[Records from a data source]
━━━━━━━━━━━━━━━━━━━━

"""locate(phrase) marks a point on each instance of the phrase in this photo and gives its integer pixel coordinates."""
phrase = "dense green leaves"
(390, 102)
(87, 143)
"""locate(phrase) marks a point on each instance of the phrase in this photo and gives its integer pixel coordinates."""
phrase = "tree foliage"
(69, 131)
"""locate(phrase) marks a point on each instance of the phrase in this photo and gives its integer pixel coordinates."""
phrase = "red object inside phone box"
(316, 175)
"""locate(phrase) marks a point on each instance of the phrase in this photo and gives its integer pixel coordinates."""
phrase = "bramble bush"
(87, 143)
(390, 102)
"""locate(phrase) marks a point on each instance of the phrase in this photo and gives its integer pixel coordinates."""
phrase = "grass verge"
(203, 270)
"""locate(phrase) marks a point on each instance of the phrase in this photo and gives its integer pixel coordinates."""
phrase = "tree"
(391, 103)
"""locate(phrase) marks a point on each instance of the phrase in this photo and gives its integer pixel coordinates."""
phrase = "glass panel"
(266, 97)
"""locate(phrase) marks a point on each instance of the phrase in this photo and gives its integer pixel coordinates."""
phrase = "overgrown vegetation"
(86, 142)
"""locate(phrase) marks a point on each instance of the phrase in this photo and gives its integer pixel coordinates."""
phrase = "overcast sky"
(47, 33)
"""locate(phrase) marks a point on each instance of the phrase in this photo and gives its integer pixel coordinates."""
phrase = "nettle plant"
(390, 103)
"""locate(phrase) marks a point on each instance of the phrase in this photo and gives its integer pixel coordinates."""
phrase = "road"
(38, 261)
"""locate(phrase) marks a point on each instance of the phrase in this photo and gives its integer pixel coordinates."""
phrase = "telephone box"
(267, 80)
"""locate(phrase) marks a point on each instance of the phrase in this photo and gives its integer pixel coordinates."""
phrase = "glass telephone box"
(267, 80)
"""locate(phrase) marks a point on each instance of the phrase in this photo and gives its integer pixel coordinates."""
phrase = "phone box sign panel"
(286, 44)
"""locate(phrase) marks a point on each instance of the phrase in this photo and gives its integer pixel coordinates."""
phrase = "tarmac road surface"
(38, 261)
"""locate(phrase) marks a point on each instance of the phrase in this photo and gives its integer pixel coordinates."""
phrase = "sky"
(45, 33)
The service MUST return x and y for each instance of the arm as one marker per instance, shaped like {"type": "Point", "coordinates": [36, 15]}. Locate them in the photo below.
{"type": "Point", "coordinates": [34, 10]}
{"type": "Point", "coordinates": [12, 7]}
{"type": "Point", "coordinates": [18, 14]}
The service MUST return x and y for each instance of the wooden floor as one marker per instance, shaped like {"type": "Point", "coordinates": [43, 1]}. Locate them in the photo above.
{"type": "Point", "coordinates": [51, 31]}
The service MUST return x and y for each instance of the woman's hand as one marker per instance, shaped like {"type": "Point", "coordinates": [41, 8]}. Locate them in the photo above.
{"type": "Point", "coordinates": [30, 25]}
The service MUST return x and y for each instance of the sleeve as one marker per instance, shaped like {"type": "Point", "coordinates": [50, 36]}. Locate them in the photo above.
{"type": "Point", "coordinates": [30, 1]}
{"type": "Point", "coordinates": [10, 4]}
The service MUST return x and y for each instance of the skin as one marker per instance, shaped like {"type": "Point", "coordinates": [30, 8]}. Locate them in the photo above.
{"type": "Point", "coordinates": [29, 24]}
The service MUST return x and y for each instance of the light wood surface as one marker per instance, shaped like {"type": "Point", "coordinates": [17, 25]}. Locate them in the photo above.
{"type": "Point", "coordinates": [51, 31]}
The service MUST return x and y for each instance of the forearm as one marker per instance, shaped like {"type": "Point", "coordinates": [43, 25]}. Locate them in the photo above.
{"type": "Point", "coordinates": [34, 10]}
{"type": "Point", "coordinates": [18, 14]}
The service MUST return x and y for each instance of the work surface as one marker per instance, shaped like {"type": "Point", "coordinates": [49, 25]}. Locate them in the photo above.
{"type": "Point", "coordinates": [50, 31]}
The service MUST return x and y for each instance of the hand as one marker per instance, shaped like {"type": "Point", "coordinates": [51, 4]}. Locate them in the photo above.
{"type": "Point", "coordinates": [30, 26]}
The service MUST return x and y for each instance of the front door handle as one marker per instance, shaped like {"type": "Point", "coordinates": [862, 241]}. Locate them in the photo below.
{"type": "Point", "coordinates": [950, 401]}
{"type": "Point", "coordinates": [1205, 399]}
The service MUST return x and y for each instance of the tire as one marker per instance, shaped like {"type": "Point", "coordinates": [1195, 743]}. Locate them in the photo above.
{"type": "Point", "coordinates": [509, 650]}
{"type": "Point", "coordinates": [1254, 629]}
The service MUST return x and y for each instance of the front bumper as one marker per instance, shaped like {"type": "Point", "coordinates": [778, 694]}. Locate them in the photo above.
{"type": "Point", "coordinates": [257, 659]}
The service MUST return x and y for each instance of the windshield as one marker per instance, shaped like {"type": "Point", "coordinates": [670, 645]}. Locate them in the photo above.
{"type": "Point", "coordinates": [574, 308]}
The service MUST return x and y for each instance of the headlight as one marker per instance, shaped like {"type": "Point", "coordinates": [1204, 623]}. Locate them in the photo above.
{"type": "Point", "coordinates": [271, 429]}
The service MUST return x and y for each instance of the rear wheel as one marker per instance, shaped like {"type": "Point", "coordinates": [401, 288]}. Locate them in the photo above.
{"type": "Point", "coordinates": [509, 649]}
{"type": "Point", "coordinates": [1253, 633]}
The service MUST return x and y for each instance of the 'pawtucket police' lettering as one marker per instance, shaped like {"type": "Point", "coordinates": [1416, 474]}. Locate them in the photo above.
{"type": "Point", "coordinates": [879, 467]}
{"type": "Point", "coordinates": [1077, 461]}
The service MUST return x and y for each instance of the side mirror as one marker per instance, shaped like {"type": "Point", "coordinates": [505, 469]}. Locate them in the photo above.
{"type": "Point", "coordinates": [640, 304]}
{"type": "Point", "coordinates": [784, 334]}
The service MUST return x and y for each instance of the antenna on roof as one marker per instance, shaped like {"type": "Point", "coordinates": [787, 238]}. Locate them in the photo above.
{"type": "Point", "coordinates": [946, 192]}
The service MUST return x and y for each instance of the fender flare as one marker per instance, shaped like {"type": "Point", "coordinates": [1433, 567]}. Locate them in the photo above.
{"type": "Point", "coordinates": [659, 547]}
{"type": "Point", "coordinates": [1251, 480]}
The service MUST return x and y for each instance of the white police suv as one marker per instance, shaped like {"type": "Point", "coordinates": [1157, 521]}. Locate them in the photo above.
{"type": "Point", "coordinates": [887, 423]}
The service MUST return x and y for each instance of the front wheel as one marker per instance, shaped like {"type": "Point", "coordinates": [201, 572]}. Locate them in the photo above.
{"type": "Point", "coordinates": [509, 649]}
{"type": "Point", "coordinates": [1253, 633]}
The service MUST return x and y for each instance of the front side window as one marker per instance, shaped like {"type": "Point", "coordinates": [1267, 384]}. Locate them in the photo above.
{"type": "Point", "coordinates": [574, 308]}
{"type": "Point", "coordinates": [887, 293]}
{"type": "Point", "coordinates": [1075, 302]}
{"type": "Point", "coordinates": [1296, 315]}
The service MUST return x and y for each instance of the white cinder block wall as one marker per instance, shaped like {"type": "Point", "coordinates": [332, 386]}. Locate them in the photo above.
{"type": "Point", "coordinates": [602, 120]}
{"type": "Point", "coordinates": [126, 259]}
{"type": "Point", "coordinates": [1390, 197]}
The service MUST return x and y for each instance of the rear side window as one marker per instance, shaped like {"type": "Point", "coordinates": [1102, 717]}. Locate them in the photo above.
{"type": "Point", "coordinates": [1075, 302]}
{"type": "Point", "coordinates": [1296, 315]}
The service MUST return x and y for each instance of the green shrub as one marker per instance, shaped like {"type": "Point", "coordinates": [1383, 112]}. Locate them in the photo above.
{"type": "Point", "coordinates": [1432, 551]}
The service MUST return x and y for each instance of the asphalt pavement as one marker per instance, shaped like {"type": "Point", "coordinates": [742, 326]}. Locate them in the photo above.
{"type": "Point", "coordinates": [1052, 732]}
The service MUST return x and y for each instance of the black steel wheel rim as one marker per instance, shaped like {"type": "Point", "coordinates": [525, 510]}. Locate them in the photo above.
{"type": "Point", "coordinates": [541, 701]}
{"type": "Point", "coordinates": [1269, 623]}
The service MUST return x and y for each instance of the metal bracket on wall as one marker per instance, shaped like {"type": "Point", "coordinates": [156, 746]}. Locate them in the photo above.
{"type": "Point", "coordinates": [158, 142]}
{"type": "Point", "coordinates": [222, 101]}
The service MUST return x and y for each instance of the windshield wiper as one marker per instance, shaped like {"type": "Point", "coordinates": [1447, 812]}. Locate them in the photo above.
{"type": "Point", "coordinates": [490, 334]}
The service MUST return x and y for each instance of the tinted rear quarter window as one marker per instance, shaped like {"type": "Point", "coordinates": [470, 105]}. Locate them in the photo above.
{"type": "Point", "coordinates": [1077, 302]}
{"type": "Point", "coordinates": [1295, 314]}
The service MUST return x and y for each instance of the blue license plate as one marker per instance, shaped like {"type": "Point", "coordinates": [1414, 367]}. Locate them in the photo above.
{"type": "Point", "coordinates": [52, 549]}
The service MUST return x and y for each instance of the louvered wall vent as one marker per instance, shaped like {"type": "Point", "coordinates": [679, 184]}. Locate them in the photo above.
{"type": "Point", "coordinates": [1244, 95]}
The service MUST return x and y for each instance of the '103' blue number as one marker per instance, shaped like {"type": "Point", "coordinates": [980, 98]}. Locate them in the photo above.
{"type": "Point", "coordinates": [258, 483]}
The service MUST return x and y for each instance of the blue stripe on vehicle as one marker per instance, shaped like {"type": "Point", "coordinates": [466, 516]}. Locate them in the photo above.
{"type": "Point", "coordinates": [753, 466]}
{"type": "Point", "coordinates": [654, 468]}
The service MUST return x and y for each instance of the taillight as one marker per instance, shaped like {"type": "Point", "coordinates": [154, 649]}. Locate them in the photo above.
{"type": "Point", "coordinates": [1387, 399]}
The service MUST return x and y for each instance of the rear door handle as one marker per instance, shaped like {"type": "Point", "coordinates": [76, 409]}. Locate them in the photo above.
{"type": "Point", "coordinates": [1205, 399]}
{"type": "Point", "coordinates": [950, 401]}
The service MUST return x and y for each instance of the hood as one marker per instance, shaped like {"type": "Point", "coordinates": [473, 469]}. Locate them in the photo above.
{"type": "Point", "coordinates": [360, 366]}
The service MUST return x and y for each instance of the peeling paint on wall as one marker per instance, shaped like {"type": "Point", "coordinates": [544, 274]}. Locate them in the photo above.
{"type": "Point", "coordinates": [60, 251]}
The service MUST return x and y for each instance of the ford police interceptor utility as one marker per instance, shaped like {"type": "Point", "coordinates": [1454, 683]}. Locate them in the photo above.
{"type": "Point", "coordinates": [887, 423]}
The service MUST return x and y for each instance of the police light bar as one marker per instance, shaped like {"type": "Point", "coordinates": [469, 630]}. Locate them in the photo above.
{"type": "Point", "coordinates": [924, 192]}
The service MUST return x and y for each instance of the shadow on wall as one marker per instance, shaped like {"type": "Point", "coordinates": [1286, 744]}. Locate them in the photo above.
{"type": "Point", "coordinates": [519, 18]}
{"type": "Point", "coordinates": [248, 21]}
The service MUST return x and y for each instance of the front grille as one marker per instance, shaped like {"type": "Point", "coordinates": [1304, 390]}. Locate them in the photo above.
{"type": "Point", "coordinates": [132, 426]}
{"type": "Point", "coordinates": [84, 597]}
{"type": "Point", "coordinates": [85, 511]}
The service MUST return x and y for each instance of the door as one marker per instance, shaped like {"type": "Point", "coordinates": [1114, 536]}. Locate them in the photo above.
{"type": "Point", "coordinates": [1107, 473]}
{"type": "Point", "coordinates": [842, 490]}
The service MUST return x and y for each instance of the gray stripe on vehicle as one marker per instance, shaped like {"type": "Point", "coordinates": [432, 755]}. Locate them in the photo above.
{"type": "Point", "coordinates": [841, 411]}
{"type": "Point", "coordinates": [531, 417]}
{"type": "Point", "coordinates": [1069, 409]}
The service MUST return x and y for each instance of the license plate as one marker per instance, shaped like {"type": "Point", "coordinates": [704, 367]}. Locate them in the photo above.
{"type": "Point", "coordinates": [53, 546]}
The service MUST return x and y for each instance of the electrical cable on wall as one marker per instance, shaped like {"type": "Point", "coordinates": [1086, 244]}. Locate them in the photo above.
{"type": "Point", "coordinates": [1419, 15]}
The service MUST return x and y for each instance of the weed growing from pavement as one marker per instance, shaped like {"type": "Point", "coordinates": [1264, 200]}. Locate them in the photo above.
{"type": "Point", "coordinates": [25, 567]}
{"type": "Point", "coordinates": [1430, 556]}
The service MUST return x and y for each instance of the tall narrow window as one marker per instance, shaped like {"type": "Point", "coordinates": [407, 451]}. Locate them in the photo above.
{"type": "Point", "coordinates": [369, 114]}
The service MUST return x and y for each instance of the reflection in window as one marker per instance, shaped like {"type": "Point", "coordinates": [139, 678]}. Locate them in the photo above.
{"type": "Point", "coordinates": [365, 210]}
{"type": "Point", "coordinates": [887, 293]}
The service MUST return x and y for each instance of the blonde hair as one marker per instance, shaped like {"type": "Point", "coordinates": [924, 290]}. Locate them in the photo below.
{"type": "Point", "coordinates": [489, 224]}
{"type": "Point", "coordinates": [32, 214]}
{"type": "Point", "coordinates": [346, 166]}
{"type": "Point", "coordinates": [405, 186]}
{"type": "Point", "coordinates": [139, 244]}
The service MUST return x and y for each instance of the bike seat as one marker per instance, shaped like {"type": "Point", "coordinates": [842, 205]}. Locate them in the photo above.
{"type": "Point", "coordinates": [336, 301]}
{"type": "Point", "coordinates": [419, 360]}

━━━━━━━━━━━━━━━━━━━━

* _Exercise aim_: Reproduce, exactly and with nothing added, the lines from the one that includes "of the blonde" through the last line of the material.

* _The output_:
The service MUST return x and y for each instance of the blonde hair as one marker per instance, shaped like {"type": "Point", "coordinates": [924, 290]}. Locate them in the photo below.
{"type": "Point", "coordinates": [489, 224]}
{"type": "Point", "coordinates": [32, 214]}
{"type": "Point", "coordinates": [346, 166]}
{"type": "Point", "coordinates": [405, 186]}
{"type": "Point", "coordinates": [139, 244]}
The service MUST return x and y for each instance of the bike seat as one marker per instance, shaped like {"type": "Point", "coordinates": [842, 205]}. Locate them in the photo above.
{"type": "Point", "coordinates": [336, 301]}
{"type": "Point", "coordinates": [419, 360]}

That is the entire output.